#### PAGE:
Even after Jason and Tony gave confessions that do not include mentions of George whatsoever, George says Lamy continued to suspect him of being involved. He says Lamy told him the two boys weren’t smart enough to pull this off on their own. He must’ve helped them plan it.

 

[mux out]

 

According to George, Lamy even told him that Jason implicated George in his confession, which is not true. Again, Lamy denies ever accusing George of the murder.

 

But George says Lamy told him he knew he was guilty, he should confess and things would go easier for him. George says he was scared by all this. But ultimately, he didn’t confess like Tony or Jason.

 

Jason’s lawyers said that was because George was older, had more experience dealing with cops. In short, they argued he was less vulnerable to Lamy’s pressure campaign than the two 19-year-olds who worked under George.

 

[mux in]

 

So that was the defense Jason’s lawyers put on: problems with the confession that made it impossible. And an overbearing detective whose theory of the case always seemed to come before the evidence to support it.

 

But just as they’d feared, the state had learned from Tony’s trial.

 

This time around, prosecutors were better prepared to fight back against the onslaught of inconsistencies in the confession. This time, they zeroed in on their own set of moments from the confession tapes.

 

Prosecutors said there were two moments in particular – two things Jason said that did line up with reality in a way that was so damning, it proved he committed the murder.

 

[mux out]

 

It’s important to point out that most of the information about Sharon’s murder was in the news before Jason was interrogated.

 

And that allowed the defense to argue that that’s where Jason could've gotten the info from. He knew details about the murder, not because he was there, but in the same way you know details about the murder – from a journalist.

 

But not everything was reported.

 

Prosecutors said investigators intentionally withheld two facts: that Sharon was stabbed in the back AND that her bra had been opened. Those were things, prosecutors said, only the killer would know. And Jason included both in his confessions.

 

It is a little more complicated than that.

 

At first, Jason says there were two stabs in Sharon’s back. So he’s right about a stab in the back, but at least at one point, he’s wrong about the number.

 

And the bra? Here’s how Jason describes what happened with Sharon’s bra in his final taped interrogation. Keep in mind here the correct answer is that Sharon’s bra was cut open in the front with a knife.

 

[Neal Scott] How was the bra taken off?

 

[Jason Carroll] The bra? It was unsnapped.

 

[Neal Scott] Unsnapped or torn? Do you recall?

 

[Officer] Cut, torn, unsnapped, pull over her head?

 

[Jason Carroll] To me– to me, the way it was– it seemed like it was unsnapped.

 

[Officer] Snapped in the front or the back?

 

[Jason Carroll] In the back. From what– it seemed like he was reaching around to the back.

 

[mux in]

 

What was more convincing? The problems in Jason’s confession, or the allegedly hidden facts in Jason’s confession? Was Jason coerced and intimidated by Lamy and his mother? Or was he coerced and intimidated by his own conscience?

 

After a trial that lasted about a week, it was now up to the jury to decide. Could they be certain Jason was guilty?

 

[Tom Dufresne] The deliberation, after the trial with the jurors, that was somewhat tense. We had a couple of people – we had both ends of the spectrum.

#### RECORDS FOR THE EXERCISE:
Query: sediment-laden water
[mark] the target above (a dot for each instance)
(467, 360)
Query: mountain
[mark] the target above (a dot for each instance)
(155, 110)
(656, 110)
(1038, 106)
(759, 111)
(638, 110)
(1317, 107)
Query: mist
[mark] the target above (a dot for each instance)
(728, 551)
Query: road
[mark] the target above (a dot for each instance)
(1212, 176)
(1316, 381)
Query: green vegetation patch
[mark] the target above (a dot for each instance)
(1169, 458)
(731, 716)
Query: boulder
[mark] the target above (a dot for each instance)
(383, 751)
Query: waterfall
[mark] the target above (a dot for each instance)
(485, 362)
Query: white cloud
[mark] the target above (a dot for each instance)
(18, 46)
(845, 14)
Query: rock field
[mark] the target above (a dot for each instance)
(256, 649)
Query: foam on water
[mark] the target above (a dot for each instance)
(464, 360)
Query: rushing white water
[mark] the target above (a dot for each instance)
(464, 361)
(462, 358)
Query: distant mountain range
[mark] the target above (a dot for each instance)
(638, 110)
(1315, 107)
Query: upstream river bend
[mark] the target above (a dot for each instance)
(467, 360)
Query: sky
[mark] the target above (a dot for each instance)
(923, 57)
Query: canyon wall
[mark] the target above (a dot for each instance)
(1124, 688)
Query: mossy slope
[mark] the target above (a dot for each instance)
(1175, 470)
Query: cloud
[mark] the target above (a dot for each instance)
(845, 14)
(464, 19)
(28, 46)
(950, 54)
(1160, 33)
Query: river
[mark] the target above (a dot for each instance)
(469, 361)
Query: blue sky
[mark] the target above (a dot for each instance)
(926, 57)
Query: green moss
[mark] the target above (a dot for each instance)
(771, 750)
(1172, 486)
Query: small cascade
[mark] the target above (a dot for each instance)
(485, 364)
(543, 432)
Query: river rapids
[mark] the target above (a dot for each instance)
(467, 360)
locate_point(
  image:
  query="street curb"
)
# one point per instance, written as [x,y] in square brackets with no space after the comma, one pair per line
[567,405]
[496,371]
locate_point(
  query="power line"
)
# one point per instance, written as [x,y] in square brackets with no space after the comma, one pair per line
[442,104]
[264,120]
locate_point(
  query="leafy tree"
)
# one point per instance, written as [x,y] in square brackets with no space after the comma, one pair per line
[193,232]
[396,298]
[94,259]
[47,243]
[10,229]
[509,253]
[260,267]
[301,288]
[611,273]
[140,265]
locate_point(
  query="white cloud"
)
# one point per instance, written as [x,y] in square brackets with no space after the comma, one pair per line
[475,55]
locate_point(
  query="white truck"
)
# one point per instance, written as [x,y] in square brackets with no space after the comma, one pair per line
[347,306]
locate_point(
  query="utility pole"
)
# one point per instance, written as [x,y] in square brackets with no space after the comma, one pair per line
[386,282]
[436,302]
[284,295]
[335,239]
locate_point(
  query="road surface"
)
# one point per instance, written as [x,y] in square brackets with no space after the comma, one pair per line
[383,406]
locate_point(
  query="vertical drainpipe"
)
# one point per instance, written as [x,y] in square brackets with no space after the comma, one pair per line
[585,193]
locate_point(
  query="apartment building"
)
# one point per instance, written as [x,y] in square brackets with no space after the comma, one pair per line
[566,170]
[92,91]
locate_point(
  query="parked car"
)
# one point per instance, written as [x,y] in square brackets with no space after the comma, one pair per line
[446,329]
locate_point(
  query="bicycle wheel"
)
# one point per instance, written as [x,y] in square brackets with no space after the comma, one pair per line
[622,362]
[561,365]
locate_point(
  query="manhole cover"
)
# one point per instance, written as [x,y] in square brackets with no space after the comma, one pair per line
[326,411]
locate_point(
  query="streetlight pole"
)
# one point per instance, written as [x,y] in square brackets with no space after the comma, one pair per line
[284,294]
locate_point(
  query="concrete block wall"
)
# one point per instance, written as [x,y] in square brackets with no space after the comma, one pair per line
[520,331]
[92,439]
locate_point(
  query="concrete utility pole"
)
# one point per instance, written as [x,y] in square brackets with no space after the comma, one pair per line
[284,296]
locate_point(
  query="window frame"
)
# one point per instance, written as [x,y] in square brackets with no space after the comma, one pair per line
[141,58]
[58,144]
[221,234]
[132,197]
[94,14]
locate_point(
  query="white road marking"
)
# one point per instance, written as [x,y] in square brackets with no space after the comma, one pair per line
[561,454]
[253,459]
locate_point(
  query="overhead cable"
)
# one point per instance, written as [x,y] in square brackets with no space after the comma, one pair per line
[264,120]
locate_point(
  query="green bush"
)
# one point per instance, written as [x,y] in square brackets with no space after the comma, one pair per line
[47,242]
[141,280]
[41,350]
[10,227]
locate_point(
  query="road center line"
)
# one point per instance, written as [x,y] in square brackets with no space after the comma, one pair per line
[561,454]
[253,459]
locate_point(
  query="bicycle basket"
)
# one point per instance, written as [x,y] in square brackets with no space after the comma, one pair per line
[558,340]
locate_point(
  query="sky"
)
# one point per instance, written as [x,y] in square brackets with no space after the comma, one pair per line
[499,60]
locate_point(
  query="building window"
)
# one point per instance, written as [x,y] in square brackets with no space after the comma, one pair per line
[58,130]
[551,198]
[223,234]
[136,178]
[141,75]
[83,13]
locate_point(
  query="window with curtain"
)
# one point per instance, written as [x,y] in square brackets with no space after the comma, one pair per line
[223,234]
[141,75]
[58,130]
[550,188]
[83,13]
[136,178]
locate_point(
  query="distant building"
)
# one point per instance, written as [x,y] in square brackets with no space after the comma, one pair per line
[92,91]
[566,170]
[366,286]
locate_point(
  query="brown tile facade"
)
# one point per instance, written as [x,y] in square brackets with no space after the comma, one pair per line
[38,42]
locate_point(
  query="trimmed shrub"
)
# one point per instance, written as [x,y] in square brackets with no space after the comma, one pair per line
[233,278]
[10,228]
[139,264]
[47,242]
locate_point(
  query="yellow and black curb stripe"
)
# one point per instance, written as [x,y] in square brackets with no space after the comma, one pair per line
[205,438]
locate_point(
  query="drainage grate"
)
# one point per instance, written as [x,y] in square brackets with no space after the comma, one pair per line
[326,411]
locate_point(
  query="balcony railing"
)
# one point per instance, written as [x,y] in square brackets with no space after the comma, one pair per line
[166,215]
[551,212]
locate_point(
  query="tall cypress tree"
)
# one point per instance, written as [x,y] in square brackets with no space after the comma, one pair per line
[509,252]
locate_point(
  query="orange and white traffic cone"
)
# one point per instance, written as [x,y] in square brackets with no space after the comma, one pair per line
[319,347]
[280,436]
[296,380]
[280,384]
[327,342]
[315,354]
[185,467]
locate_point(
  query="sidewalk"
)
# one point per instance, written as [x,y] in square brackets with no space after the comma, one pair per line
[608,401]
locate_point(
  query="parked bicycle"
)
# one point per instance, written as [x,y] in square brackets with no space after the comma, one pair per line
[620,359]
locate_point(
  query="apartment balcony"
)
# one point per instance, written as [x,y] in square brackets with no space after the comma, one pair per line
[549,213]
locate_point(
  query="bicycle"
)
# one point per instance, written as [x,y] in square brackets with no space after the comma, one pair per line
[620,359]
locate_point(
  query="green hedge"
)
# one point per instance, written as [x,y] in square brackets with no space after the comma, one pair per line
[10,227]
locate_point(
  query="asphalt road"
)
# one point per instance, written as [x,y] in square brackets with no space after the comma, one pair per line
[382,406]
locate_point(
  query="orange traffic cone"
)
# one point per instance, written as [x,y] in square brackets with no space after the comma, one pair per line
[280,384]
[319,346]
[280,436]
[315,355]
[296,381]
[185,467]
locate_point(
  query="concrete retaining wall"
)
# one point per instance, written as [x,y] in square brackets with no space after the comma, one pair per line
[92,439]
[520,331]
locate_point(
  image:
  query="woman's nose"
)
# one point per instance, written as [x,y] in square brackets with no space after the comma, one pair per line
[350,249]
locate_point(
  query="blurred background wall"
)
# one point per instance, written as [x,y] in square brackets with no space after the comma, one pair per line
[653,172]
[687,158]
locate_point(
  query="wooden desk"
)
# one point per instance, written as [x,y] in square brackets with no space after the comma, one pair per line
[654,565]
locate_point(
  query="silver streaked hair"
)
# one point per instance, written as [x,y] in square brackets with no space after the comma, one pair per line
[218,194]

#### WHAT IS ASKED:
1. Repeat the passage of the trial transcript starting with "Prosecutors said there" and going on through "from a journalist.", word for word.
2. Reproduce the lines of the records starting with the line with "Query: rushing white water" and going on through the line with "(1315, 107)", unchanged.
The text and the records are unrelated to each other.

#### SOLUTIONS BY TASK:
1.
Prosecutors said there were two moments in particular – two things Jason said that did line up with reality in a way that was so damning, it proved he committed the murder.

 

[mux out]

 

It’s important to point out that most of the information about Sharon’s murder was in the news before Jason was interrogated.

 

And that allowed the defense to argue that that’s where Jason could've gotten the info from. He knew details about the murder, not because he was there, but in the same way you know details about the murder – from a journalist.

2.
Query: rushing white water
[mark] the target above (a dot for each instance)
(464, 361)
(462, 358)
Query: distant mountain range
[mark] the target above (a dot for each instance)
(638, 110)
(1315, 107)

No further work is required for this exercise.